## RECORDS SHOWN:
● ● ● ● ● ● ●
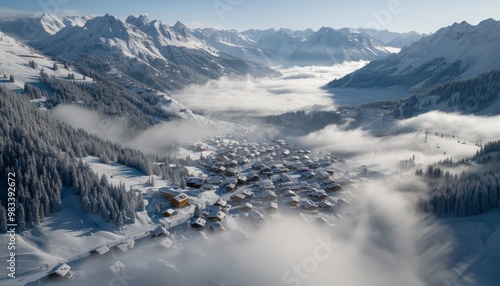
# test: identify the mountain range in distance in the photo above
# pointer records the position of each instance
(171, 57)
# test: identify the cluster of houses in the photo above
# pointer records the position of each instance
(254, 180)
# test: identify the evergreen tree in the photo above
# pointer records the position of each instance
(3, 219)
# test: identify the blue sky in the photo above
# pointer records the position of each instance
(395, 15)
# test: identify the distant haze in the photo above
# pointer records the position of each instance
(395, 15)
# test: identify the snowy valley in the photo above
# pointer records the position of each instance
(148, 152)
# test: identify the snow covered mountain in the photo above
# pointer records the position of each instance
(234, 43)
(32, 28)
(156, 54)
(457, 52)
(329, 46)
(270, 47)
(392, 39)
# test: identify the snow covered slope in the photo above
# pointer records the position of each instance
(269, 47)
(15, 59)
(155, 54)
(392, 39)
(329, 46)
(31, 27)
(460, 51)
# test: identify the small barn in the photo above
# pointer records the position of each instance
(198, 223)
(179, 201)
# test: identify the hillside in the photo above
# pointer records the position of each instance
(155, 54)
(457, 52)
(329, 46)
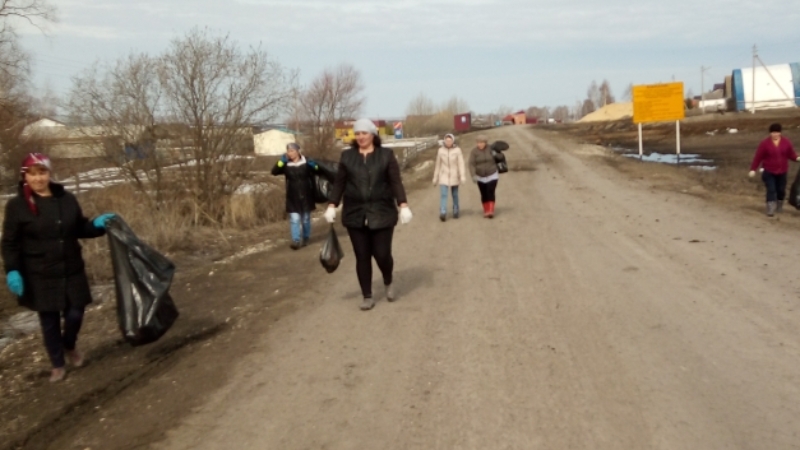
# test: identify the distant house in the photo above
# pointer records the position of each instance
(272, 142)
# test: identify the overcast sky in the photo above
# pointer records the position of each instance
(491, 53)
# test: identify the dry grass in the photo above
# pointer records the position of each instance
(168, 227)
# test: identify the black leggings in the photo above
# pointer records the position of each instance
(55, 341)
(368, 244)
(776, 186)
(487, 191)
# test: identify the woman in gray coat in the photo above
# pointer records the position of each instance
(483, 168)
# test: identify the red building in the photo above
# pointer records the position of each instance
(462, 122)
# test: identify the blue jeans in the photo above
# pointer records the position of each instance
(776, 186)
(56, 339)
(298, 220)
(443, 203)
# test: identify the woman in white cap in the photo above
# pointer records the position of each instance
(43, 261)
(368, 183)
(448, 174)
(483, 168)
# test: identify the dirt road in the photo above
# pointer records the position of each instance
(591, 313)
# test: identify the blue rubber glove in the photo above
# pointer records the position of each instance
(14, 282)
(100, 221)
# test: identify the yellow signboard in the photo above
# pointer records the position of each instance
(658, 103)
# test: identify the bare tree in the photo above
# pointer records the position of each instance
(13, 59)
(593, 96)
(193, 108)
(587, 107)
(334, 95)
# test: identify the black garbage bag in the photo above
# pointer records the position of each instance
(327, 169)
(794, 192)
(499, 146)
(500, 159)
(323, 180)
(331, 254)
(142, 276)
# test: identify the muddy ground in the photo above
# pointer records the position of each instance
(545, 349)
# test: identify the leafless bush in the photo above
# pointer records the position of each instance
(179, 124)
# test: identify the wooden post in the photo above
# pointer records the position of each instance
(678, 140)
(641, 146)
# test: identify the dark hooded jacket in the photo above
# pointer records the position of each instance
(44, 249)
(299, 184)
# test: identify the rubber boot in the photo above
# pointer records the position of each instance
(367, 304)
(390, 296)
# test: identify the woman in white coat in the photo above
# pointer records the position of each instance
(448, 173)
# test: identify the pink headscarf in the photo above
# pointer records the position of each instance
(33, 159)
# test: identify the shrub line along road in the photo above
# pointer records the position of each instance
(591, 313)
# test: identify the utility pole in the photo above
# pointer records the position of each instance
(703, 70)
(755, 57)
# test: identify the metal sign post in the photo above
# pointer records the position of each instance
● ● ● ● ● ● ●
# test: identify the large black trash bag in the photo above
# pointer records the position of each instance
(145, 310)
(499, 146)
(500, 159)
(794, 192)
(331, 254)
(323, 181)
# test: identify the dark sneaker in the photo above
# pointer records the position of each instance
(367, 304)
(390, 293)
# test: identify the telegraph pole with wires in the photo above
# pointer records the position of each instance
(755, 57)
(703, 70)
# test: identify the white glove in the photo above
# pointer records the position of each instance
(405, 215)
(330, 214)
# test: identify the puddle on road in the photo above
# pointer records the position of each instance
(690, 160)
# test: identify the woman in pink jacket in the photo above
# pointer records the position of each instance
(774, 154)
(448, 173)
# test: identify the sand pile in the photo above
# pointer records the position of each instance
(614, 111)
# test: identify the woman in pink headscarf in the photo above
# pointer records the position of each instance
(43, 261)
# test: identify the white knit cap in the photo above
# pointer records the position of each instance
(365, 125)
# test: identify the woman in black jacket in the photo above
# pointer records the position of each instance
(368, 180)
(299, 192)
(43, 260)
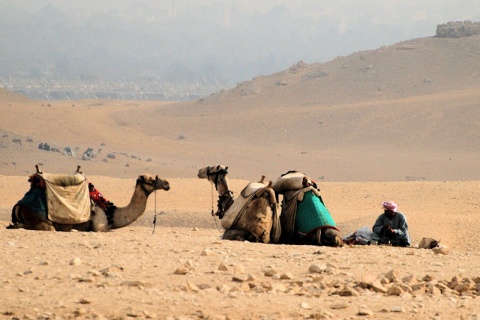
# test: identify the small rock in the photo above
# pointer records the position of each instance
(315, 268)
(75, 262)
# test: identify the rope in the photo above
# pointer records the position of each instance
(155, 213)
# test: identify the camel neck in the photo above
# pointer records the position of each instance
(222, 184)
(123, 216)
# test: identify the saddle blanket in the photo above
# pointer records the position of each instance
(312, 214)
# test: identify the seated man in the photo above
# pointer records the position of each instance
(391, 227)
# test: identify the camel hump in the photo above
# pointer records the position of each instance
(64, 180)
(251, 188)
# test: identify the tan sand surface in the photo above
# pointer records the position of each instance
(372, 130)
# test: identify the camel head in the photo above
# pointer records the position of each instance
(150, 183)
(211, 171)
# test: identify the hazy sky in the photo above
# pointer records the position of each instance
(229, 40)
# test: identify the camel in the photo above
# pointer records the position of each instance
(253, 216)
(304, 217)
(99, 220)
● ● ● ● ● ● ●
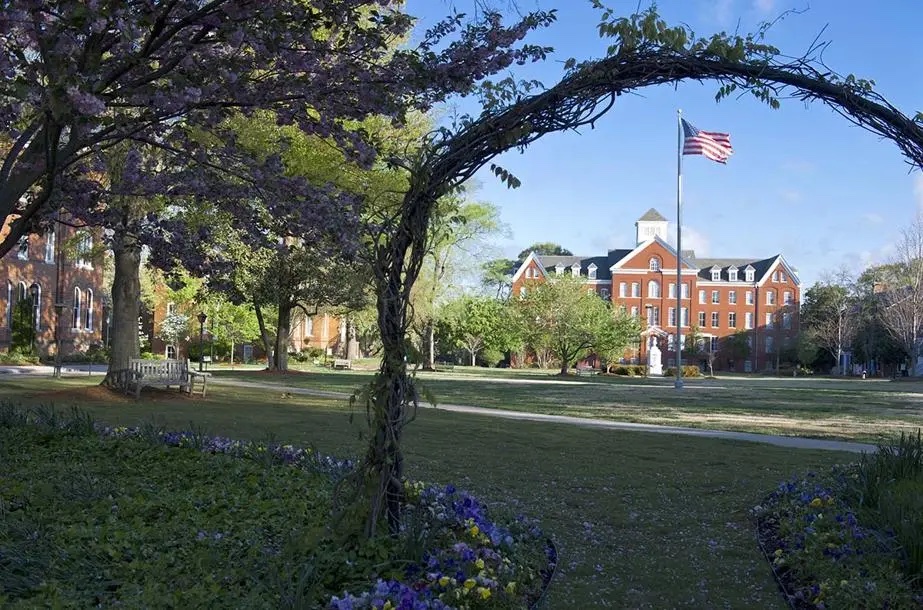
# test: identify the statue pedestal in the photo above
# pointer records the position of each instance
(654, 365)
● ● ● ● ● ● ●
## YOUR GOAL:
Report every line of the rows above that contains the word "small".

## THE COMPLETED TASK:
# test: identify the small barn in the photo above
# test: identify the small rock in the photo above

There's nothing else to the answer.